__Text block__.
___

North East to London commute

Knew a woman who’s husband worked for a French bank, lived in Kent travelled on Eurostar from Ashford to Paris 3 days per week after they relocated the function he worked in from London back to Paris.
In "normal" times, Malaga airport on a Monday morning has loads of people commuting to the UK for a couple of days work ..... me included
 
In the 90s I worked in Fulham and there was a young IT contractor who commuted from Doncaster. In a Cortina. The money was a big incentive at the time, I guess.
 
6:00am Darlington to Kings Cross 30 min walk to office. 18:00 from KK Darlington 20:30 Home by 21:00 Did this one day a week for about 4 months last year. Was not too bad most times trains were on time. Can work on laptop on train. Not done it this year and worked from home. Maybe this will be the way forward in future.

___

__Jobs__.
1. Can you copy the commuting text from "North East to" to "forward in future.", swapping "Darlington" for "Durham"?
2. Does each statement agree with the commuting text? Answer yes or no and quote the deciding words. (a) The young IT contractor commuted from Doncaster by train. (b) On the Darlington trips, work could be done on a laptop during the journey. (c) The husband travelled from Ashford to Paris five days a week.

__Information supplied__.
___

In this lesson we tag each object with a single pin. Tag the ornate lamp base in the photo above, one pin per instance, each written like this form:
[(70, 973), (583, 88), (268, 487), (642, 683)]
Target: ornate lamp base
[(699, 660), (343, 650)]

___

__Responses in order__.
1.
North East to London commute

Knew a woman who’s husband worked for a French bank, lived in Kent travelled on Eurostar from Ashford to Paris 3 days per week after they relocated the function he worked in from London back to Paris.
In "normal" times, Malaga airport on a Monday morning has loads of people commuting to the UK for a couple of days work ..... me included
 
In the 90s I worked in Fulham and there was a young IT contractor who commuted from Doncaster. In a Cortina. The money was a big incentive at the time, I guess.
 
6:00am Durham to Kings Cross 30 min walk to office. 18:00 from KK Durham 20:30 Home by 21:00 Did this one day a week for about 4 months last year. Was not too bad most times trains were on time. Can work on laptop on train. Not done it this year and worked from home. Maybe this will be the way forward in future.

2.
(a) No: "In a Cortina."
(b) Yes: "Can work on laptop on train."
(c) No: "travelled on Eurostar from Ashford to Paris 3 days per week"